-- Document text --
Content starts

Categorical PD diagnoses were assessed before inclusion in the study by therapists at the clinical units where the participants were recruited from, using the Structured Clinical Interview for DSM-IV Axis II PDs [SCID-II; (21)]. Diagnostic PD information of 29 participants was available. Among these, 24 participants (62%) fulfilled criteria for one or more PDs, including PD not otherwise specified. The most common PD diagnosis was borderline PD (35%), followed by avoidant PD (31%), and PD not otherwise specified (19%). Three other PD diagnoses were represented: paranoid PD (2 patients; 6.5%); dependent PD (2 patients; 6.5%), and obsessive-compulsive PD (one patient; 3.2%). Fourteen participants had one PD diagnosis and four participants had two or three PD diagnoses.

Content ends

-- Data for review --
Content starts

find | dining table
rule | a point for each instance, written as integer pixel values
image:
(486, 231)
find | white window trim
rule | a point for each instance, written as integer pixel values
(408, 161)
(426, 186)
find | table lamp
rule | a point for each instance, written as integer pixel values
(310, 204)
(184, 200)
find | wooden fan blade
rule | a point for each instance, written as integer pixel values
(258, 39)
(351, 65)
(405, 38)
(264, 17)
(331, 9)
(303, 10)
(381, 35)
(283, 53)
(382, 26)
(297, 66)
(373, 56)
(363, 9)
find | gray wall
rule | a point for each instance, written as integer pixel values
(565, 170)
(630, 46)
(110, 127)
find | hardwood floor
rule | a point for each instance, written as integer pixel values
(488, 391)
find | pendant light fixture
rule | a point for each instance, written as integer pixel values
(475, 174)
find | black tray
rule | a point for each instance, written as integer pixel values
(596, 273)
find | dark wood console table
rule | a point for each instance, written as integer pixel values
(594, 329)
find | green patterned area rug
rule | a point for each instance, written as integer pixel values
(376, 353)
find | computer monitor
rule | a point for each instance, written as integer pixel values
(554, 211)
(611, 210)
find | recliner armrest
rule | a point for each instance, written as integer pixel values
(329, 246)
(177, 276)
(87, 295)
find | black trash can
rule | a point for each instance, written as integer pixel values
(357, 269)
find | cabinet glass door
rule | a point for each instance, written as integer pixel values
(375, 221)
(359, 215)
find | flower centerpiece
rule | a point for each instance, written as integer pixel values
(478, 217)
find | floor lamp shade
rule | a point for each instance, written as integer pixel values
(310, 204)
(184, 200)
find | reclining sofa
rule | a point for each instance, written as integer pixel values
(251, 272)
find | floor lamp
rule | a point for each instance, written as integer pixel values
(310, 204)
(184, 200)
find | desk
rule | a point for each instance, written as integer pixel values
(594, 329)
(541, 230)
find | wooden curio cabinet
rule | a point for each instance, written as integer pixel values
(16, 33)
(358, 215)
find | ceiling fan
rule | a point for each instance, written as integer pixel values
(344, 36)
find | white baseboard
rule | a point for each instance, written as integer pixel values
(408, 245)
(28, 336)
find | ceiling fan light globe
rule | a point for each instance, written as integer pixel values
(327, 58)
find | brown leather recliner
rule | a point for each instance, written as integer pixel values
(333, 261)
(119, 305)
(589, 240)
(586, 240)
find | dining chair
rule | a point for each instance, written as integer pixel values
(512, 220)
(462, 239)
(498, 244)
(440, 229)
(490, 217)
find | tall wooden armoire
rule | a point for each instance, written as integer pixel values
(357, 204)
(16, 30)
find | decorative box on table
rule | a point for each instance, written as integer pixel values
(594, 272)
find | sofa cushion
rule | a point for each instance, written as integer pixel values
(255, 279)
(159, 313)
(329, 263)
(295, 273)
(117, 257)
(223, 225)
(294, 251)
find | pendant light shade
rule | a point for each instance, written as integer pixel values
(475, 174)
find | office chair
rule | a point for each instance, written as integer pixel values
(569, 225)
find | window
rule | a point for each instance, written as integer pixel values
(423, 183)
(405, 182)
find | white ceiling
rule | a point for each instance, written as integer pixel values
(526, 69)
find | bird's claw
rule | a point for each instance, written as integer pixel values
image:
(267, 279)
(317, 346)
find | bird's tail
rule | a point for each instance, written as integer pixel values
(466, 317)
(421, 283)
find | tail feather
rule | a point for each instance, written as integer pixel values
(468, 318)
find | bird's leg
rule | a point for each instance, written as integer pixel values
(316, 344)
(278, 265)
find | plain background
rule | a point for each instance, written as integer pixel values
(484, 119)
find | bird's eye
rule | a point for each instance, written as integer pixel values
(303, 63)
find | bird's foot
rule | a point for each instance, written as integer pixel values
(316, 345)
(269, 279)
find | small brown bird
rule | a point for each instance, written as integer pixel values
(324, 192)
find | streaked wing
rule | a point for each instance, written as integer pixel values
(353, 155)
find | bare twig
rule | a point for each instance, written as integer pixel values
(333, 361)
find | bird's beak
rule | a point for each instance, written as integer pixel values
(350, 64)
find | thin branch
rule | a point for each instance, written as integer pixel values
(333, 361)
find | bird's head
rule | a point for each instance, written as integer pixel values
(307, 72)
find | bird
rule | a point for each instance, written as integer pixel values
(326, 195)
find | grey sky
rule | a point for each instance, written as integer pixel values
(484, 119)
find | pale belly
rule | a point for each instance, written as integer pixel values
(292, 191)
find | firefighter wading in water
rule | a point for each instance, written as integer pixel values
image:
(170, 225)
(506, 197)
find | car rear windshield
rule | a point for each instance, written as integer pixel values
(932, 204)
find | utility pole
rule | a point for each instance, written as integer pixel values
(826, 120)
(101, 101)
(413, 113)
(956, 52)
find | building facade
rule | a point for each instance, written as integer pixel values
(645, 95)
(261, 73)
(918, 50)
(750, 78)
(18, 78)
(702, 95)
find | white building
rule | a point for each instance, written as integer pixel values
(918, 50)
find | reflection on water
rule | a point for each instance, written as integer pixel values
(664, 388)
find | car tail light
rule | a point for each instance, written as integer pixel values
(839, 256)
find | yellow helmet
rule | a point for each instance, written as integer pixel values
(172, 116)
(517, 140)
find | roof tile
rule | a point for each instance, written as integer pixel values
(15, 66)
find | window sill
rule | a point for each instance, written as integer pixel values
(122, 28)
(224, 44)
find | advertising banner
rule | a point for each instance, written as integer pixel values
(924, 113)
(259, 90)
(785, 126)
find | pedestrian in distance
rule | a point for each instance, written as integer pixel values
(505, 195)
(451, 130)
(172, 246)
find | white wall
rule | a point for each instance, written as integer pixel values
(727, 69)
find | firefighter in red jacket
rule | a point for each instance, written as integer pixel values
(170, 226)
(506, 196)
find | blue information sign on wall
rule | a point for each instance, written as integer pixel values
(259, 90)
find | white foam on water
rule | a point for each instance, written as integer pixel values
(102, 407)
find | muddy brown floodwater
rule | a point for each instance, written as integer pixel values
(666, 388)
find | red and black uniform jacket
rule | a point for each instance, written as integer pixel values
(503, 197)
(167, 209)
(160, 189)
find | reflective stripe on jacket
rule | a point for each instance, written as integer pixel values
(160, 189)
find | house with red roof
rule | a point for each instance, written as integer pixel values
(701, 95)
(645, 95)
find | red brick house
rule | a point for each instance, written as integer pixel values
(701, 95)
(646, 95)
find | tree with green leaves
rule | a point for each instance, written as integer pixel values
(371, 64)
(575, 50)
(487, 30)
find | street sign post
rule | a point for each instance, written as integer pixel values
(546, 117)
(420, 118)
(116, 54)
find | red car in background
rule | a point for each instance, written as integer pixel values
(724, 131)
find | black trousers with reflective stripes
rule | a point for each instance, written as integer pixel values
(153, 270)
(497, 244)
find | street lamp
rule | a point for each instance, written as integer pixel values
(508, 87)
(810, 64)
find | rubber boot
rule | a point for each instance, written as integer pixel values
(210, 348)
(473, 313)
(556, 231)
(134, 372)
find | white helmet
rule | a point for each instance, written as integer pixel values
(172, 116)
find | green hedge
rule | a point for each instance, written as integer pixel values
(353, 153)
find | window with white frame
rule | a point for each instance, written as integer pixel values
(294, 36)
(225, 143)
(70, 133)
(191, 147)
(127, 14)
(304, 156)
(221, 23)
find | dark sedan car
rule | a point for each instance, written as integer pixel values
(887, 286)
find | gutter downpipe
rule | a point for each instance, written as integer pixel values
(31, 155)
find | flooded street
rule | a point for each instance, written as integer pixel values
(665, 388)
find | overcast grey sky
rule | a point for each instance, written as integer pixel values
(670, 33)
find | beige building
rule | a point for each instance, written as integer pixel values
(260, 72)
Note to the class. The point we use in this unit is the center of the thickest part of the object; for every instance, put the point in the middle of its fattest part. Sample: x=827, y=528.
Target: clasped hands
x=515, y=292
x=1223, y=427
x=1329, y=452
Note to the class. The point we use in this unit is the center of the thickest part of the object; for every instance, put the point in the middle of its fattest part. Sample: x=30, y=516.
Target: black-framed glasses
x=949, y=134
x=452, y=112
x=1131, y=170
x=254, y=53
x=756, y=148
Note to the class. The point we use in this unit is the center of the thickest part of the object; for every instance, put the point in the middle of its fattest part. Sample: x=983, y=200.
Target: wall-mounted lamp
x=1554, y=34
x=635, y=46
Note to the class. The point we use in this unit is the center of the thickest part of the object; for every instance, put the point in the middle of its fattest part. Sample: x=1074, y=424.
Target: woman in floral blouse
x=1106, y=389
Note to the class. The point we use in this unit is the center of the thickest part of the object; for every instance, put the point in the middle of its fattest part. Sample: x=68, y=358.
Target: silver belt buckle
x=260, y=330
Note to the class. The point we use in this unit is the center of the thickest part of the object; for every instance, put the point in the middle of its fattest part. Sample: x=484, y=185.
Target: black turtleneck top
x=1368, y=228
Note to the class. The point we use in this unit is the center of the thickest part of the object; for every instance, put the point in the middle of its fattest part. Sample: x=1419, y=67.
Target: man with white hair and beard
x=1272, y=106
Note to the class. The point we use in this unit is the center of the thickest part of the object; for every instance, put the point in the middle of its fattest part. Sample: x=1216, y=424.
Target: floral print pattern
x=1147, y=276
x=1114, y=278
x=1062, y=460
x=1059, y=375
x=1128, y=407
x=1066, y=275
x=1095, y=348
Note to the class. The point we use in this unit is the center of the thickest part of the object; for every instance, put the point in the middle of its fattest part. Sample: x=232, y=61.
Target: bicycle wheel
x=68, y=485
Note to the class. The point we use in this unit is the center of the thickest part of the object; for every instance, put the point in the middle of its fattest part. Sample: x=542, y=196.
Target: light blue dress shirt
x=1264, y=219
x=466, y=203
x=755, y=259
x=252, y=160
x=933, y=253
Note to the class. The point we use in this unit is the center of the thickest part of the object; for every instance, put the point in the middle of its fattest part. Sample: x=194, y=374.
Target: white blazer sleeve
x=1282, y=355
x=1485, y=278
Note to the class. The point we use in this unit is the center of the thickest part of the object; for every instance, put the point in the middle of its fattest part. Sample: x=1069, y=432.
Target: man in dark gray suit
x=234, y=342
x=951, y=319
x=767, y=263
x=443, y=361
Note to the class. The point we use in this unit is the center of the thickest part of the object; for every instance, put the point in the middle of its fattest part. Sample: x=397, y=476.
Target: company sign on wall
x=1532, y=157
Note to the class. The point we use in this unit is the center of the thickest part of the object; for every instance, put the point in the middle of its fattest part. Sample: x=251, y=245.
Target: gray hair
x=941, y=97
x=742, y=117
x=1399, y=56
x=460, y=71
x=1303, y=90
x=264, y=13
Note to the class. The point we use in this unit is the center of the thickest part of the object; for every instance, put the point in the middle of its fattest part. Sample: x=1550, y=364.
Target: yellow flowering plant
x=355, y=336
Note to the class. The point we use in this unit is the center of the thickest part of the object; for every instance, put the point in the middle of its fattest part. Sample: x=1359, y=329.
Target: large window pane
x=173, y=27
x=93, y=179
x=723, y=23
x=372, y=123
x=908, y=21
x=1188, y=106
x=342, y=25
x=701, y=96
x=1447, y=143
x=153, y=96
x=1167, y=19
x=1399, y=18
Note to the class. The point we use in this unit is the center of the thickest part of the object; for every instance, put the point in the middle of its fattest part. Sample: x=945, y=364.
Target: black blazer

Content ends

-- Assignment --
Please retype the whole paragraph on personality disorder diagnoses shown above, word for word.

-- Task answer --
Categorical PD diagnoses were assessed before inclusion in the study by therapists at the clinical units where the participants were recruited from, using the Structured Clinical Interview for DSM-IV Axis II PDs [SCID-II; (21)]. Diagnostic PD information of 29 participants was available. Among these, 24 participants (62%) fulfilled criteria for one or more PDs, including PD not otherwise specified. The most common PD diagnosis was borderline PD (35%), followed by avoidant PD (31%), and PD not otherwise specified (19%). Three other PD diagnoses were represented: paranoid PD (2 patients; 6.5%); dependent PD (2 patients; 6.5%), and obsessive-compulsive PD (one patient; 3.2%). Fourteen participants had one PD diagnosis and four participants had two or three PD diagnoses.